==== Information supplied ====

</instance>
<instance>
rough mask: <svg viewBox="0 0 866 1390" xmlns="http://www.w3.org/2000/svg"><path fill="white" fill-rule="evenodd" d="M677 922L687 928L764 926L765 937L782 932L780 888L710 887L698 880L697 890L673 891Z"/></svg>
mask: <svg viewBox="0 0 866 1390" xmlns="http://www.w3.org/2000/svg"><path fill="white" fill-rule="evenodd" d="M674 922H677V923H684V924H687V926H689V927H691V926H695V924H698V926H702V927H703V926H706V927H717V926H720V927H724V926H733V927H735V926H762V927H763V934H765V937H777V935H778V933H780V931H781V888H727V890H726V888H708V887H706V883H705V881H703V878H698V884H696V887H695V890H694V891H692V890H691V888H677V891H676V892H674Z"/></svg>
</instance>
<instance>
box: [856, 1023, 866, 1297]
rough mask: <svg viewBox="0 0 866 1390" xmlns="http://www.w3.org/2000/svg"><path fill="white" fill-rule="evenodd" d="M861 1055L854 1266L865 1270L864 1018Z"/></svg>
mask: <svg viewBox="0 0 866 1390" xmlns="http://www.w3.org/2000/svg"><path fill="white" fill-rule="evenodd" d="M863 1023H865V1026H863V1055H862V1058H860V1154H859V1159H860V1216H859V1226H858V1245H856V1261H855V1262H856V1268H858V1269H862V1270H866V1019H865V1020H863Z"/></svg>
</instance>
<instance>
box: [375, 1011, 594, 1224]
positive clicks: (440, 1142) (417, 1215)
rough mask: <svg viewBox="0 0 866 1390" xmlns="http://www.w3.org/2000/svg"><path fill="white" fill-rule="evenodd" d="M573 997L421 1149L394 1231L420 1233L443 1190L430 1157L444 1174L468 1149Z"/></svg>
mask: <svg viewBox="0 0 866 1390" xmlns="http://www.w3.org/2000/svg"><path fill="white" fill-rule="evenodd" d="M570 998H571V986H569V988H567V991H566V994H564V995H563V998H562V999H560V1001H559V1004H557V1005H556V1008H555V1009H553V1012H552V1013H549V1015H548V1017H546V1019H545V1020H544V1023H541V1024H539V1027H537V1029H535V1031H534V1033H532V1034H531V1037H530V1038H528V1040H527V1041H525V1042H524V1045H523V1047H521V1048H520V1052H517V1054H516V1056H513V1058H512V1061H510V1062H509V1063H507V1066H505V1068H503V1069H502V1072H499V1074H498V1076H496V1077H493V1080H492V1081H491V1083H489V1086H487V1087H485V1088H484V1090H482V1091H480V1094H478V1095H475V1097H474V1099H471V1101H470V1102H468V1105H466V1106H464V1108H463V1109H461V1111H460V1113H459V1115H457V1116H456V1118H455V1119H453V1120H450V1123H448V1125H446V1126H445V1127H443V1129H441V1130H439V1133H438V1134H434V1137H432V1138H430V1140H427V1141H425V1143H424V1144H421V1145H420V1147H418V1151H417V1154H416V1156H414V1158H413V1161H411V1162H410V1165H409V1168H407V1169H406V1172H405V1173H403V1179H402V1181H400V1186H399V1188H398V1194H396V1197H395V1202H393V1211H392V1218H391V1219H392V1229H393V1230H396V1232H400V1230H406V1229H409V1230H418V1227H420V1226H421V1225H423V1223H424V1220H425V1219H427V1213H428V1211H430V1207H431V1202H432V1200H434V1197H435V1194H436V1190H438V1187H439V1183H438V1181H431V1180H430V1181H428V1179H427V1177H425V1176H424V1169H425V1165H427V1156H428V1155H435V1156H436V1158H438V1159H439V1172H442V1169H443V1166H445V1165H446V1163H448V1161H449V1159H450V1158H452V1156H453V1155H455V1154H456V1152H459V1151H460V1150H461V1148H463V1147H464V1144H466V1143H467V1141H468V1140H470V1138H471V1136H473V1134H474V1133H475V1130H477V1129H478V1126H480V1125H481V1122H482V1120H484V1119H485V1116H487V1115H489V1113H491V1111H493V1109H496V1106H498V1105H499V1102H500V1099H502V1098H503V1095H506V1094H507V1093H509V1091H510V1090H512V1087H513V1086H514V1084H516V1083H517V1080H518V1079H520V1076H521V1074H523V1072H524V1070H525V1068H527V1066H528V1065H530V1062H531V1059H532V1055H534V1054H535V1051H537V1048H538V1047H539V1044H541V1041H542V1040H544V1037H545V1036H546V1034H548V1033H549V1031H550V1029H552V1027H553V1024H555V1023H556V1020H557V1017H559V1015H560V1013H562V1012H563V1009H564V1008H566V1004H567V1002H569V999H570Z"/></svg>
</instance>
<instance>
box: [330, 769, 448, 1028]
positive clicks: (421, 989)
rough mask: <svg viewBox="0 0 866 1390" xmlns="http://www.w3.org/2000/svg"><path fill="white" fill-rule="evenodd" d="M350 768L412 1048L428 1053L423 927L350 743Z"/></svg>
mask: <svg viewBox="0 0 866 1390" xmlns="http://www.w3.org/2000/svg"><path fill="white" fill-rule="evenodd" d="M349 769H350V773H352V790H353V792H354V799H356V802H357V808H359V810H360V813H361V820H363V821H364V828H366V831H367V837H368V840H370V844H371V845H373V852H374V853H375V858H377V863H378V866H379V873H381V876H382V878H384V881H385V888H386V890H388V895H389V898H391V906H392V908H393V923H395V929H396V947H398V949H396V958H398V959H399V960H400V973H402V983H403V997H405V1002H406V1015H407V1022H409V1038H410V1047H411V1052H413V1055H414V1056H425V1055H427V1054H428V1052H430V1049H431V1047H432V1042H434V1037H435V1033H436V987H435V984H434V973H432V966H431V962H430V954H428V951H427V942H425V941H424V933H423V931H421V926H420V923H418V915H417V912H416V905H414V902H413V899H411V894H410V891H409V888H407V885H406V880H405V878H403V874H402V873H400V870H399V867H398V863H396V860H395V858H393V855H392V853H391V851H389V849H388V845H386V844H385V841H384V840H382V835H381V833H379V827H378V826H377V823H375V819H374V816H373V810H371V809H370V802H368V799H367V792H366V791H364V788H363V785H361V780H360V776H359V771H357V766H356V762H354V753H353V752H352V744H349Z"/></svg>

====

▶ Your goal:
Exactly as they are written, print the entries again.

▶ Result:
</instance>
<instance>
rough mask: <svg viewBox="0 0 866 1390" xmlns="http://www.w3.org/2000/svg"><path fill="white" fill-rule="evenodd" d="M677 922L687 928L764 926L765 937L782 932L780 888L710 887L698 880L697 890L673 891Z"/></svg>
mask: <svg viewBox="0 0 866 1390" xmlns="http://www.w3.org/2000/svg"><path fill="white" fill-rule="evenodd" d="M674 922H677V923H684V924H687V926H689V927H691V926H695V924H698V926H702V927H703V926H706V927H717V926H720V927H724V926H733V927H735V926H762V927H763V934H765V937H777V935H778V933H780V931H781V888H727V890H726V888H708V887H706V883H705V881H703V878H698V884H696V887H695V890H694V891H692V890H691V888H677V891H676V892H674Z"/></svg>
</instance>
<instance>
box: [856, 1023, 866, 1297]
rough mask: <svg viewBox="0 0 866 1390" xmlns="http://www.w3.org/2000/svg"><path fill="white" fill-rule="evenodd" d="M861 1055L854 1266L865 1270L864 1018Z"/></svg>
mask: <svg viewBox="0 0 866 1390" xmlns="http://www.w3.org/2000/svg"><path fill="white" fill-rule="evenodd" d="M863 1023H865V1026H863V1055H862V1058H860V1154H859V1159H860V1216H859V1226H858V1245H856V1261H855V1262H856V1268H858V1269H862V1270H866V1019H865V1020H863Z"/></svg>
</instance>
<instance>
box: [375, 1011, 594, 1224]
positive clicks: (440, 1142) (417, 1215)
rough mask: <svg viewBox="0 0 866 1390" xmlns="http://www.w3.org/2000/svg"><path fill="white" fill-rule="evenodd" d="M573 997L421 1149L394 1231L420 1233L443 1190L430 1157L444 1174L468 1149Z"/></svg>
mask: <svg viewBox="0 0 866 1390" xmlns="http://www.w3.org/2000/svg"><path fill="white" fill-rule="evenodd" d="M570 998H571V986H569V988H567V991H566V994H564V995H563V998H562V999H560V1001H559V1004H557V1005H556V1008H555V1009H553V1012H552V1013H549V1015H548V1017H546V1019H545V1020H544V1023H541V1024H539V1027H537V1029H535V1031H534V1033H532V1034H531V1037H530V1038H528V1040H527V1041H525V1042H524V1045H523V1047H521V1048H520V1052H517V1054H516V1056H513V1058H512V1061H510V1062H509V1063H507V1066H505V1068H503V1069H502V1072H499V1074H498V1076H496V1077H493V1080H492V1081H491V1083H489V1086H487V1087H485V1088H484V1090H482V1091H480V1094H478V1095H475V1097H474V1099H471V1101H470V1102H468V1105H466V1106H464V1108H463V1109H461V1111H460V1113H459V1115H457V1116H456V1118H455V1119H453V1120H450V1123H448V1125H446V1126H445V1127H443V1129H441V1130H439V1133H438V1134H434V1137H432V1138H430V1140H427V1141H425V1143H424V1144H421V1145H420V1147H418V1151H417V1154H416V1156H414V1158H413V1161H411V1162H410V1165H409V1168H407V1169H406V1172H405V1173H403V1179H402V1181H400V1186H399V1188H398V1194H396V1197H395V1202H393V1211H392V1218H391V1219H392V1229H393V1230H396V1232H400V1230H406V1229H409V1230H418V1227H420V1226H421V1225H423V1223H424V1220H425V1219H427V1213H428V1211H430V1207H431V1202H432V1200H434V1197H435V1194H436V1190H438V1187H439V1183H438V1181H431V1180H430V1181H428V1179H427V1177H425V1176H424V1169H425V1165H427V1156H428V1155H435V1156H436V1158H438V1159H439V1172H442V1169H443V1166H445V1165H446V1163H448V1161H449V1159H450V1158H452V1156H453V1155H455V1154H456V1152H459V1151H460V1150H461V1148H463V1147H464V1144H466V1143H467V1141H468V1140H470V1138H471V1136H473V1134H474V1133H475V1130H477V1129H478V1126H480V1125H481V1122H482V1120H484V1119H485V1116H487V1115H489V1113H491V1111H493V1109H496V1106H498V1105H499V1102H500V1099H502V1098H503V1095H506V1094H507V1093H509V1091H510V1090H512V1087H513V1086H514V1084H516V1083H517V1080H518V1079H520V1076H521V1074H523V1072H524V1070H525V1068H527V1066H528V1065H530V1062H531V1059H532V1055H534V1054H535V1051H537V1048H538V1047H539V1044H541V1041H542V1040H544V1037H545V1036H546V1034H548V1033H549V1031H550V1029H552V1027H553V1024H555V1023H556V1020H557V1017H559V1015H560V1013H562V1012H563V1009H564V1008H566V1004H567V1002H569V999H570Z"/></svg>
</instance>
<instance>
box: [330, 769, 448, 1028]
positive clicks: (421, 989)
rough mask: <svg viewBox="0 0 866 1390" xmlns="http://www.w3.org/2000/svg"><path fill="white" fill-rule="evenodd" d="M350 768L412 1048L428 1053L423 927L350 743Z"/></svg>
mask: <svg viewBox="0 0 866 1390" xmlns="http://www.w3.org/2000/svg"><path fill="white" fill-rule="evenodd" d="M349 769H350V773H352V790H353V792H354V799H356V802H357V808H359V810H360V813H361V820H363V821H364V828H366V831H367V837H368V840H370V844H371V845H373V852H374V853H375V858H377V863H378V866H379V873H381V876H382V878H384V881H385V888H386V890H388V895H389V898H391V906H392V908H393V923H395V929H396V947H398V949H396V958H398V959H399V960H400V973H402V983H403V997H405V1002H406V1015H407V1022H409V1038H410V1047H411V1052H413V1055H414V1056H425V1055H427V1054H428V1052H430V1049H431V1047H432V1042H434V1037H435V1033H436V987H435V984H434V973H432V966H431V962H430V954H428V951H427V942H425V941H424V933H423V931H421V926H420V923H418V915H417V912H416V905H414V902H413V899H411V894H410V891H409V888H407V885H406V880H405V878H403V874H402V873H400V870H399V867H398V863H396V860H395V858H393V855H392V853H391V851H389V849H388V845H386V844H385V841H384V840H382V835H381V833H379V827H378V826H377V823H375V819H374V816H373V810H371V809H370V802H368V799H367V792H366V791H364V788H363V785H361V780H360V776H359V771H357V766H356V762H354V753H353V752H352V744H349Z"/></svg>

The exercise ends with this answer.